Do this => Leave out the pictures and repeat exactly the lines from the one containing "Reviewer note: every instance of the rock should" through the end of the records.
------ Data supplied ------
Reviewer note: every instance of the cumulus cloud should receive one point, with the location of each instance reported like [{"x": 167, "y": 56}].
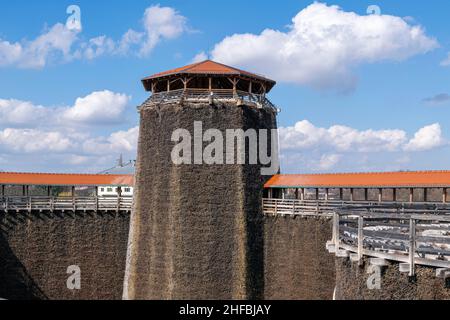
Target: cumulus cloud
[
  {"x": 19, "y": 113},
  {"x": 62, "y": 44},
  {"x": 304, "y": 135},
  {"x": 446, "y": 61},
  {"x": 121, "y": 141},
  {"x": 306, "y": 147},
  {"x": 99, "y": 108},
  {"x": 199, "y": 57},
  {"x": 323, "y": 45},
  {"x": 55, "y": 43},
  {"x": 427, "y": 138}
]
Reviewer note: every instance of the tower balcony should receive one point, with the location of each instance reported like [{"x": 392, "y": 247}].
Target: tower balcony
[{"x": 193, "y": 95}]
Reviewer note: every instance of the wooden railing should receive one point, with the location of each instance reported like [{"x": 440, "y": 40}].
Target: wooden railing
[
  {"x": 410, "y": 235},
  {"x": 52, "y": 204},
  {"x": 207, "y": 95}
]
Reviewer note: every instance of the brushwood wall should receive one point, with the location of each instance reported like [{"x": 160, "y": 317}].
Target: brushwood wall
[
  {"x": 36, "y": 250},
  {"x": 197, "y": 231},
  {"x": 297, "y": 265}
]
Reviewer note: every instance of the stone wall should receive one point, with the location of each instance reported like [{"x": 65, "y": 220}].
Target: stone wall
[
  {"x": 37, "y": 248},
  {"x": 297, "y": 265},
  {"x": 196, "y": 230},
  {"x": 351, "y": 283}
]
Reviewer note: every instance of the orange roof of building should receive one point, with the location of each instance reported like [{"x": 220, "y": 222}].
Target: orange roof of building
[
  {"x": 16, "y": 178},
  {"x": 211, "y": 68},
  {"x": 362, "y": 180}
]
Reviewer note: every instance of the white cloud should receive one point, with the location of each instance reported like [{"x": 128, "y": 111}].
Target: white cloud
[
  {"x": 304, "y": 135},
  {"x": 323, "y": 45},
  {"x": 446, "y": 61},
  {"x": 56, "y": 43},
  {"x": 427, "y": 138},
  {"x": 117, "y": 142},
  {"x": 98, "y": 107},
  {"x": 328, "y": 161},
  {"x": 199, "y": 57},
  {"x": 31, "y": 140},
  {"x": 62, "y": 44},
  {"x": 161, "y": 23}
]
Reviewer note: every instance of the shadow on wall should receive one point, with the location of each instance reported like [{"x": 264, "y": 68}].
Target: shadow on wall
[{"x": 15, "y": 282}]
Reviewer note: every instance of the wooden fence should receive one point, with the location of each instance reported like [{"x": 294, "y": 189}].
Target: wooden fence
[
  {"x": 62, "y": 204},
  {"x": 410, "y": 234}
]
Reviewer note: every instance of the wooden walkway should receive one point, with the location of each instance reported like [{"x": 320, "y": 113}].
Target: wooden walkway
[
  {"x": 62, "y": 204},
  {"x": 410, "y": 234}
]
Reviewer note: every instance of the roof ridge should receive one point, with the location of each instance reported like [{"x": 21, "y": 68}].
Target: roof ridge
[{"x": 367, "y": 172}]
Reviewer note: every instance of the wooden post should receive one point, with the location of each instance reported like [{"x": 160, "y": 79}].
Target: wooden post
[
  {"x": 412, "y": 246},
  {"x": 119, "y": 196},
  {"x": 336, "y": 231},
  {"x": 360, "y": 238},
  {"x": 73, "y": 199}
]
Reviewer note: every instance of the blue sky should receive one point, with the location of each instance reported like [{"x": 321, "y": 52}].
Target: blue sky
[{"x": 372, "y": 92}]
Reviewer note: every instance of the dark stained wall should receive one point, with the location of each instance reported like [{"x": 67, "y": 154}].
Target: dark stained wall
[
  {"x": 36, "y": 249},
  {"x": 351, "y": 283},
  {"x": 197, "y": 230},
  {"x": 297, "y": 265}
]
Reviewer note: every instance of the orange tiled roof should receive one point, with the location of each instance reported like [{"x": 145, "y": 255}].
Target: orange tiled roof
[
  {"x": 369, "y": 180},
  {"x": 208, "y": 67},
  {"x": 16, "y": 178}
]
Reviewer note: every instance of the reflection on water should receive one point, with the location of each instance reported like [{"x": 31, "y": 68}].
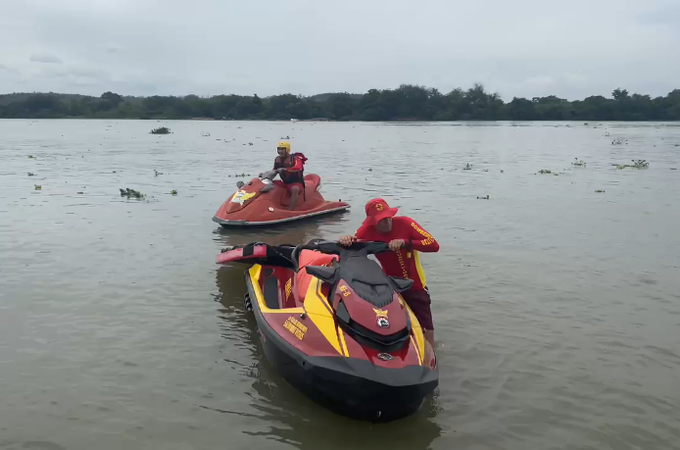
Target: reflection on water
[
  {"x": 292, "y": 417},
  {"x": 555, "y": 301}
]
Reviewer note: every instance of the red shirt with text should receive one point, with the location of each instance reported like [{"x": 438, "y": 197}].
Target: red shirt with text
[{"x": 404, "y": 263}]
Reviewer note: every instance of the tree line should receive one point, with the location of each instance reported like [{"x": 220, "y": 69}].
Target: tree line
[{"x": 407, "y": 102}]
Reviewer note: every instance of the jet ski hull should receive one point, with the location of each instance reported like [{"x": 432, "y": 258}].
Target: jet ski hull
[
  {"x": 352, "y": 387},
  {"x": 263, "y": 203}
]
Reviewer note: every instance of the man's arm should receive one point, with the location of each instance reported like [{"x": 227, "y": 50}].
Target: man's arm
[{"x": 421, "y": 240}]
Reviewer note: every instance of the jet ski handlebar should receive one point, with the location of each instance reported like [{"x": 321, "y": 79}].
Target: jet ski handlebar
[{"x": 358, "y": 246}]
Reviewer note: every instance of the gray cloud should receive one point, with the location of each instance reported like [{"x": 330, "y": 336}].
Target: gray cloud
[
  {"x": 520, "y": 48},
  {"x": 45, "y": 58}
]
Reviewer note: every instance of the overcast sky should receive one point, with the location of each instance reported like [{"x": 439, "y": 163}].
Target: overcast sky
[{"x": 570, "y": 48}]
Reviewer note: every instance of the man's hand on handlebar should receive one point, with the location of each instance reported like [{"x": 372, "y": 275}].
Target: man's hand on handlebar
[
  {"x": 346, "y": 241},
  {"x": 396, "y": 244}
]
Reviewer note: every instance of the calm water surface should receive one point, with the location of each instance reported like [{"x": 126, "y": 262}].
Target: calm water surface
[{"x": 557, "y": 309}]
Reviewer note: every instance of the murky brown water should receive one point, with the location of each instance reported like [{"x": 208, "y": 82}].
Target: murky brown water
[{"x": 557, "y": 308}]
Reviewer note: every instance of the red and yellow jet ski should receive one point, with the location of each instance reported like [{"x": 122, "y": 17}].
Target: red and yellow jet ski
[
  {"x": 262, "y": 202},
  {"x": 336, "y": 328}
]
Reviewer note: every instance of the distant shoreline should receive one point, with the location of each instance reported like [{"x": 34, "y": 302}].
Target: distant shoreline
[{"x": 407, "y": 103}]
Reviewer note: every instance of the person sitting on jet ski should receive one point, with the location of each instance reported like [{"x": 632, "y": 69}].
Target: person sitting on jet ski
[
  {"x": 291, "y": 170},
  {"x": 406, "y": 239}
]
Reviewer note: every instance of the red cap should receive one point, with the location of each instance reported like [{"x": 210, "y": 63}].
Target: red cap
[{"x": 377, "y": 210}]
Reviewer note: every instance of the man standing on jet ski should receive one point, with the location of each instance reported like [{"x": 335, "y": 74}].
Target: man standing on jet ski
[
  {"x": 406, "y": 239},
  {"x": 291, "y": 170}
]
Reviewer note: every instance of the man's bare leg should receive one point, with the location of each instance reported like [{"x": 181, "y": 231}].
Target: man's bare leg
[
  {"x": 429, "y": 336},
  {"x": 294, "y": 194}
]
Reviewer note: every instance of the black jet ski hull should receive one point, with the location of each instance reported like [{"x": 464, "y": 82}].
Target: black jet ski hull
[{"x": 348, "y": 386}]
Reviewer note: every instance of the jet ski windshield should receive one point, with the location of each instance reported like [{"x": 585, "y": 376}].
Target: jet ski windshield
[
  {"x": 364, "y": 275},
  {"x": 367, "y": 279}
]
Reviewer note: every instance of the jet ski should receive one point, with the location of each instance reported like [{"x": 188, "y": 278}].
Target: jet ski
[
  {"x": 336, "y": 328},
  {"x": 262, "y": 202}
]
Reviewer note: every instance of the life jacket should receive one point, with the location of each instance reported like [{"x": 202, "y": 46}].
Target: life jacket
[{"x": 293, "y": 177}]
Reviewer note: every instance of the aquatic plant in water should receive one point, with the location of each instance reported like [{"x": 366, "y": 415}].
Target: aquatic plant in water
[
  {"x": 161, "y": 130},
  {"x": 637, "y": 164},
  {"x": 131, "y": 193}
]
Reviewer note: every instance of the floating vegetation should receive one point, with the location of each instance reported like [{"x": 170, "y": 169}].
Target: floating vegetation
[
  {"x": 131, "y": 193},
  {"x": 637, "y": 164}
]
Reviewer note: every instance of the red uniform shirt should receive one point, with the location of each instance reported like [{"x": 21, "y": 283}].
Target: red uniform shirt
[
  {"x": 294, "y": 166},
  {"x": 404, "y": 263}
]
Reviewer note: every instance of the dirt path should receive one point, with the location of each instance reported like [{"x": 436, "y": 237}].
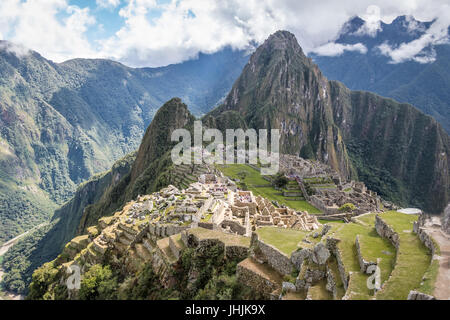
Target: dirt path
[{"x": 442, "y": 289}]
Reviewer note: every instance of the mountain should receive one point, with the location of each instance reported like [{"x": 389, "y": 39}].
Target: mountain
[
  {"x": 394, "y": 148},
  {"x": 424, "y": 84},
  {"x": 60, "y": 123},
  {"x": 142, "y": 172}
]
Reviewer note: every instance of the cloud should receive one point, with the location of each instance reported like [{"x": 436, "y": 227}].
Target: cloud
[
  {"x": 421, "y": 50},
  {"x": 107, "y": 3},
  {"x": 335, "y": 49},
  {"x": 17, "y": 49},
  {"x": 372, "y": 24},
  {"x": 35, "y": 24},
  {"x": 154, "y": 33}
]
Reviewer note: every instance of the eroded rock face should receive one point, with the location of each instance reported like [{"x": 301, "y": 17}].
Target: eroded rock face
[{"x": 446, "y": 220}]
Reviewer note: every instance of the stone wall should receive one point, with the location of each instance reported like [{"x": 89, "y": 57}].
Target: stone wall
[
  {"x": 333, "y": 247},
  {"x": 364, "y": 264},
  {"x": 255, "y": 281},
  {"x": 235, "y": 226},
  {"x": 274, "y": 257},
  {"x": 416, "y": 295},
  {"x": 385, "y": 231},
  {"x": 427, "y": 240},
  {"x": 446, "y": 220},
  {"x": 165, "y": 230}
]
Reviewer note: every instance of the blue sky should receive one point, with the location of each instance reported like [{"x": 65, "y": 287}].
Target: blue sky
[{"x": 153, "y": 33}]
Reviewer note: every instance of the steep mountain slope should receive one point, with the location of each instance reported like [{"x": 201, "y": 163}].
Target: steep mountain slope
[
  {"x": 61, "y": 123},
  {"x": 425, "y": 85},
  {"x": 394, "y": 148}
]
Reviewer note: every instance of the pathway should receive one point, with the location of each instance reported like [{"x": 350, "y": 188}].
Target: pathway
[{"x": 442, "y": 286}]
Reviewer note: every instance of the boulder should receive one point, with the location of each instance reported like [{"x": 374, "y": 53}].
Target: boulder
[
  {"x": 320, "y": 254},
  {"x": 446, "y": 220},
  {"x": 299, "y": 256}
]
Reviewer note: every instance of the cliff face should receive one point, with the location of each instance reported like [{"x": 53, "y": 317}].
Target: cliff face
[
  {"x": 394, "y": 148},
  {"x": 281, "y": 88},
  {"x": 424, "y": 85},
  {"x": 152, "y": 169},
  {"x": 62, "y": 123}
]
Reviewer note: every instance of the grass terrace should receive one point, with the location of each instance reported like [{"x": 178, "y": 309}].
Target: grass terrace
[
  {"x": 372, "y": 246},
  {"x": 227, "y": 239},
  {"x": 413, "y": 258},
  {"x": 254, "y": 182},
  {"x": 285, "y": 240}
]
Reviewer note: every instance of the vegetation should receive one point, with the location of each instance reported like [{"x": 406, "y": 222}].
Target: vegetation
[
  {"x": 285, "y": 240},
  {"x": 256, "y": 183},
  {"x": 347, "y": 207},
  {"x": 411, "y": 252}
]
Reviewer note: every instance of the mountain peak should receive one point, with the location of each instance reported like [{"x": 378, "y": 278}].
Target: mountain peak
[
  {"x": 174, "y": 114},
  {"x": 282, "y": 40}
]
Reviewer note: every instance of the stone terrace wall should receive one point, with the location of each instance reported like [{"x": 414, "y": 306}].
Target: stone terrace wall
[
  {"x": 427, "y": 240},
  {"x": 385, "y": 231},
  {"x": 234, "y": 226},
  {"x": 275, "y": 258},
  {"x": 255, "y": 281},
  {"x": 364, "y": 264},
  {"x": 332, "y": 246}
]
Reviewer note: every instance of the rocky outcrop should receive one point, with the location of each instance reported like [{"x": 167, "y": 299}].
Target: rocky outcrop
[
  {"x": 446, "y": 220},
  {"x": 356, "y": 133},
  {"x": 385, "y": 231},
  {"x": 416, "y": 295},
  {"x": 274, "y": 257},
  {"x": 363, "y": 263}
]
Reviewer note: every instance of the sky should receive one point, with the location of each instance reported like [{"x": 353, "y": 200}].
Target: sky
[{"x": 151, "y": 33}]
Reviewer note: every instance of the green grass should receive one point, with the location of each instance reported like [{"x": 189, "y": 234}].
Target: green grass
[
  {"x": 285, "y": 240},
  {"x": 373, "y": 247},
  {"x": 413, "y": 259},
  {"x": 253, "y": 180},
  {"x": 319, "y": 291}
]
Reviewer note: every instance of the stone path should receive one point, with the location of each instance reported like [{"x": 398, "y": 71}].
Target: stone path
[{"x": 442, "y": 289}]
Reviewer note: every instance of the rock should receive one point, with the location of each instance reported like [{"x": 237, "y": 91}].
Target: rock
[
  {"x": 446, "y": 220},
  {"x": 326, "y": 228},
  {"x": 320, "y": 254},
  {"x": 288, "y": 287},
  {"x": 299, "y": 256},
  {"x": 416, "y": 295}
]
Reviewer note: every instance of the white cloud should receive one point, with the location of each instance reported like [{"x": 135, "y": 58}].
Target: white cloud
[
  {"x": 35, "y": 25},
  {"x": 420, "y": 50},
  {"x": 183, "y": 28},
  {"x": 335, "y": 49},
  {"x": 18, "y": 50},
  {"x": 372, "y": 19},
  {"x": 107, "y": 3}
]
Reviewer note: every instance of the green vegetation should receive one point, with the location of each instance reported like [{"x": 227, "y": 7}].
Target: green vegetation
[
  {"x": 374, "y": 247},
  {"x": 412, "y": 252},
  {"x": 98, "y": 283},
  {"x": 285, "y": 240},
  {"x": 20, "y": 261},
  {"x": 254, "y": 182},
  {"x": 347, "y": 207}
]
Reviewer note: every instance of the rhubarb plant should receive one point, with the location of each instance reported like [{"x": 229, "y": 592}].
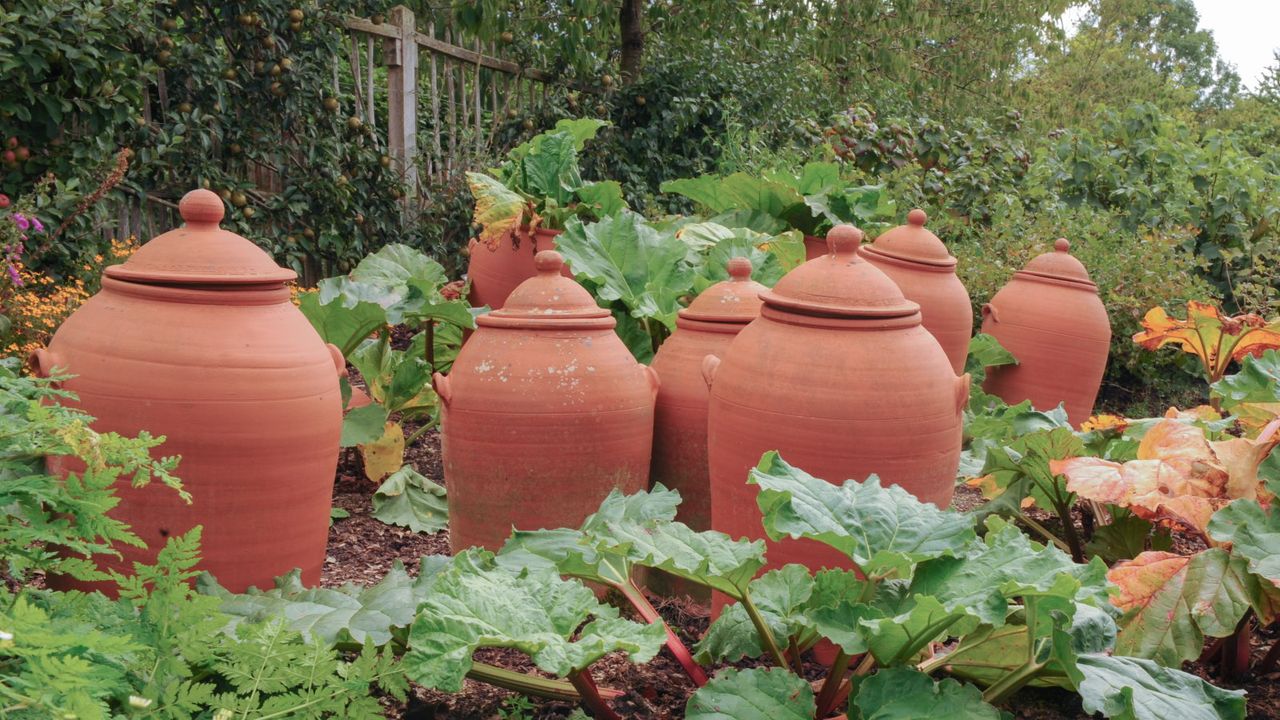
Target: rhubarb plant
[
  {"x": 810, "y": 201},
  {"x": 394, "y": 286},
  {"x": 1212, "y": 491},
  {"x": 1216, "y": 340},
  {"x": 437, "y": 620},
  {"x": 647, "y": 272},
  {"x": 1016, "y": 614},
  {"x": 540, "y": 185}
]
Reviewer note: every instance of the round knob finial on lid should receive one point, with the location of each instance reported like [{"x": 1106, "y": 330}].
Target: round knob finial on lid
[
  {"x": 548, "y": 261},
  {"x": 842, "y": 241},
  {"x": 201, "y": 208}
]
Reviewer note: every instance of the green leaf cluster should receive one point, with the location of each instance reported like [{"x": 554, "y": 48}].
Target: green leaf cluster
[{"x": 40, "y": 509}]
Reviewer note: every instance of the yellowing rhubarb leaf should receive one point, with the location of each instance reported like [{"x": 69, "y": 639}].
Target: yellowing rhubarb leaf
[
  {"x": 498, "y": 209},
  {"x": 1214, "y": 338},
  {"x": 1179, "y": 475},
  {"x": 384, "y": 455}
]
------
Final answer =>
Reviewer note: every instance of the rock should receive one point, with the location of each instance reported like [{"x": 237, "y": 91}].
Target: rock
[
  {"x": 446, "y": 220},
  {"x": 326, "y": 228},
  {"x": 320, "y": 254},
  {"x": 288, "y": 287},
  {"x": 299, "y": 256},
  {"x": 416, "y": 295}
]
Reviewer note: every instance of the white cloud should receive one point, with the location of each instance reported like [{"x": 135, "y": 58}].
Target: white cloud
[
  {"x": 35, "y": 25},
  {"x": 420, "y": 50},
  {"x": 183, "y": 28},
  {"x": 335, "y": 49},
  {"x": 18, "y": 50},
  {"x": 372, "y": 19},
  {"x": 107, "y": 3}
]
Reviewer note: every instance of the green vegetation should receive one point, with the location of each instance reported like [{"x": 227, "y": 7}].
Target: green vegetation
[
  {"x": 374, "y": 247},
  {"x": 412, "y": 252},
  {"x": 98, "y": 283},
  {"x": 285, "y": 240},
  {"x": 20, "y": 261},
  {"x": 254, "y": 182},
  {"x": 347, "y": 207}
]
Reviewer note: every instance of the rhubarb plant should receive one point, with the location of each instance reported like [{"x": 229, "y": 592}].
Target: rhubarb plant
[
  {"x": 810, "y": 201},
  {"x": 394, "y": 286},
  {"x": 1212, "y": 491},
  {"x": 1216, "y": 340},
  {"x": 437, "y": 620},
  {"x": 647, "y": 272},
  {"x": 1016, "y": 614},
  {"x": 540, "y": 185}
]
Reviewer note: every instance of the round knob finial on lid should receive one point, with the location of each instance reported like [{"x": 1106, "y": 330}].
Target: round knob finial on lid
[
  {"x": 548, "y": 261},
  {"x": 842, "y": 241},
  {"x": 201, "y": 208}
]
Reviewer note: every instance of the green leaf cluster should receive one point, with the location of each instance reported like [{"x": 554, "y": 48}].
Target: green leaf cluster
[{"x": 40, "y": 509}]
Reviewer note: every instance of the yellowing rhubarb leaf should receive one point, with the location of each instance reported like [{"x": 69, "y": 639}].
Target: yellowing rhubarb leaf
[
  {"x": 498, "y": 209},
  {"x": 1214, "y": 338},
  {"x": 1179, "y": 475},
  {"x": 384, "y": 455}
]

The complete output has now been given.